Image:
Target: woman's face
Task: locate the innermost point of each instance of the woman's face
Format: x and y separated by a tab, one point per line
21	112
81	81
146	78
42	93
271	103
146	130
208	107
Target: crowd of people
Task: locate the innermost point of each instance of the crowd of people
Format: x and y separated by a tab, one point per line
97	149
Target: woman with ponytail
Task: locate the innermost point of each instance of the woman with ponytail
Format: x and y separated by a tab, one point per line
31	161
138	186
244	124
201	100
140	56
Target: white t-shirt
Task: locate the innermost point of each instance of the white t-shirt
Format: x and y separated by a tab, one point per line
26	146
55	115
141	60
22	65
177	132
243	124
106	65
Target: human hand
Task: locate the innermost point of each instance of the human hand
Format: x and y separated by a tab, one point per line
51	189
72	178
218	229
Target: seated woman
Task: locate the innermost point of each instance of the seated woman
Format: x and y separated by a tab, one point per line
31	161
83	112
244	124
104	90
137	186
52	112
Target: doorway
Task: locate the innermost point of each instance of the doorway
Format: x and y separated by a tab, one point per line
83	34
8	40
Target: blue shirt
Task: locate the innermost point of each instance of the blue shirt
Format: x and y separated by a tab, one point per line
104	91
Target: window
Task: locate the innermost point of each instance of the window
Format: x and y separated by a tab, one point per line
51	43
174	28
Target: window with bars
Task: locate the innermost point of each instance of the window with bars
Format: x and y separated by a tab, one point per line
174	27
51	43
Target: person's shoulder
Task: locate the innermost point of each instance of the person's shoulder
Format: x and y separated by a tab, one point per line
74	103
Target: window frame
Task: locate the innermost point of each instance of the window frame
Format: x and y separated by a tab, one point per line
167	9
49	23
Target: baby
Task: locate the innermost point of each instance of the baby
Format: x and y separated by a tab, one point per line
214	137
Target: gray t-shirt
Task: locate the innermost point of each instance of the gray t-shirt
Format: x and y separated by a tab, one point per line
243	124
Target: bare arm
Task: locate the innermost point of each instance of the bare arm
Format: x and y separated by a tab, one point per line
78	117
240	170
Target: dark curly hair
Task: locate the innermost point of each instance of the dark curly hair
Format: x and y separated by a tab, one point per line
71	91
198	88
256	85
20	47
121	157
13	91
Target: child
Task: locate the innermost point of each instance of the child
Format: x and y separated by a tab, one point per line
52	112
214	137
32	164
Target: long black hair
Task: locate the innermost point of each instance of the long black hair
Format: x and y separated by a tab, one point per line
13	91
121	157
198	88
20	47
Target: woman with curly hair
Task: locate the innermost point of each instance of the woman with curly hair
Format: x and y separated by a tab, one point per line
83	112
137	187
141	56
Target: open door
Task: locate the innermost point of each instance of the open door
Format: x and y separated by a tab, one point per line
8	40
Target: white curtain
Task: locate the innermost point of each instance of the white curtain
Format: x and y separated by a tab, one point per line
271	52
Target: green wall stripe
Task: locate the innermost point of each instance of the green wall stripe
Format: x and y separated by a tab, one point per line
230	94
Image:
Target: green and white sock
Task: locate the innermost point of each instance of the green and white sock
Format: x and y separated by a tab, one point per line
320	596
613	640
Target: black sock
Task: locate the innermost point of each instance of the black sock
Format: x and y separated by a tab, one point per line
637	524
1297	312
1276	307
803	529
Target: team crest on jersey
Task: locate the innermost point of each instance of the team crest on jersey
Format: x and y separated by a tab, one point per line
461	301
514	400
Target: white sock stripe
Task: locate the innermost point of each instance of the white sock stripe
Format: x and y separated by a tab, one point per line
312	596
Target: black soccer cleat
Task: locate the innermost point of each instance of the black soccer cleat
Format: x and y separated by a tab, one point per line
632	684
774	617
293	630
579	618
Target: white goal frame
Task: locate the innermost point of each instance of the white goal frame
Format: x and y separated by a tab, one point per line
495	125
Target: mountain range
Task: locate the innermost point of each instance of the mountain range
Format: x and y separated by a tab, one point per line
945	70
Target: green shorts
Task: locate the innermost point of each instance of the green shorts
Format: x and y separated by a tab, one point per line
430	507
++++++
*The exercise:* Repeat all of the records above line for line, without changing a word or number.

*Solution for this exercise:*
Image:
Target: woman's face
Task: locate the innermost point of each instance of the woman's face
Format: x and y separated by a tab, one point per line
21	112
81	81
146	78
42	93
271	103
146	130
208	107
Target: crowd of people
Task: locate the innermost point of each instance of the crowd of people
Format: x and y separated by a tab, one point per line
97	149
Target: woman with ponytail
Task: locate the innermost point of each instance of the woman with ponytail
Format: x and y separated by a tab, one point per line
31	161
138	186
244	124
201	100
140	56
Target: white t-shirt
Task: locate the innermost point of each instance of the white t-shirt
Format: x and y separated by a tab, one point per line
26	146
55	115
141	60
22	65
177	132
243	124
106	65
Target: human hand
Task: locate the innermost point of each instance of the human hand
Format: x and y separated by a tab, one point per line
51	189
72	178
218	229
Target: seated woman
Task: locate the innermost point of each instance of the seated woman
Format: x and y separated by a tab, one point per line
31	161
83	112
244	124
104	90
137	186
52	112
Target: doorway
Task: locate the innermost point of each instance of the doorway
Format: x and y separated by a tab, one point per line
83	34
8	40
Target: blue shirt
Task: locate the innermost point of each instance of the blue shirt
Format: x and y separated by a tab, one point per line
104	91
Target: window
Task: locate the innermost point of each instance of the window
Format: x and y separated by a tab, one point per line
51	43
174	28
Target: window with bars
Task: locate the innermost point of each instance of the window with bars
Format: x and y separated by a tab, one point per line
174	27
51	43
Target: person's shoulder
Task: locate the innermost point of each instance of the person's shoulder
Format: x and y separated by a tab, one point per line
74	103
Target: window frame
Task: locate the innermost point of each instance of the window frame
Format: x and y separated by a tab, one point per line
167	9
49	23
Target: baby
Task: locate the innermost point of each instance of the baby
Format: x and y separated by a tab, one point per line
214	137
Target: gray t-shirt
Task: locate the innermost point of each instance of the gray t-shirt
Format: x and y separated by a tab, one point per line
243	124
Target: bare arm
Task: locate the innermost point of each instance of the bare arm
Format: x and y separated by a tab, one point per line
78	117
240	170
Target: dark curly hair
Task: locate the innermost point of each instance of the dark curly hair
Format: x and y separated by a tab, one point per line
71	91
198	88
256	85
20	47
121	157
13	91
Target: child
Task: locate the innermost point of each instance of the child
Format: x and y separated by a tab, one point per line
52	112
214	137
32	164
Target: long black hair
Task: locate the innermost point of each instance of the long black hair
Format: x and y separated by a tab, one point per line
13	91
121	157
198	88
20	47
Target: woman with curly hair
Task: locate the innermost point of each instance of the woman with curly hair
Format: x and y separated by a tab, one point per line
83	112
137	187
141	56
Target: open door
Task: locate the innermost point of each instance of the open door
Format: x and y separated by a tab, one point per line
8	40
Target: white curtain
Task: locate the innermost point of each instance of the white curtain
Format: x and y separated by a tab, one point per line
271	52
Target: green wall stripe
Task: locate the innermost point of each instance of the green wall stripe
Format: x and y separated by a tab, one point per line
230	94
Image:
Target: green and white sock
Task: locate the innermost point of each instance of the green and white sock
Format: x and y separated by a tab, one point per line
320	596
613	640
Target: black sock
Task: locate the innermost point of each instance of the black sock
Format: x and y separated by a tab, one point per line
637	524
1297	312
1276	307
803	529
Target: team crest on jersey
Task: locate the innermost point of each instance of the team crest on jersey
Format: x and y separated by a tab, one point per line
461	301
514	400
Target: white sock stripe
Task: locate the innermost point of each instance of the white sock stripe
Format: x and y separated by a tab, one point per line
312	596
Target: black soccer cleat
Task: locate the innermost point of each instance of the black soccer cleat
Format: x and y separated by a tab, one point per line
632	684
774	617
293	630
579	618
Target: white goal frame
Task: locate the innermost point of each instance of the white goal frame
Format: x and y separated by a tab, one point per line
495	125
Target: mountain range
Task: locate the innermost point of each instance of the mountain range
Format: x and y separated by a tab, one point per line
945	70
Target: green shorts
Task: locate the innermost point of each instance of the green shorts
Format: x and y separated by a tab, one point per line
430	507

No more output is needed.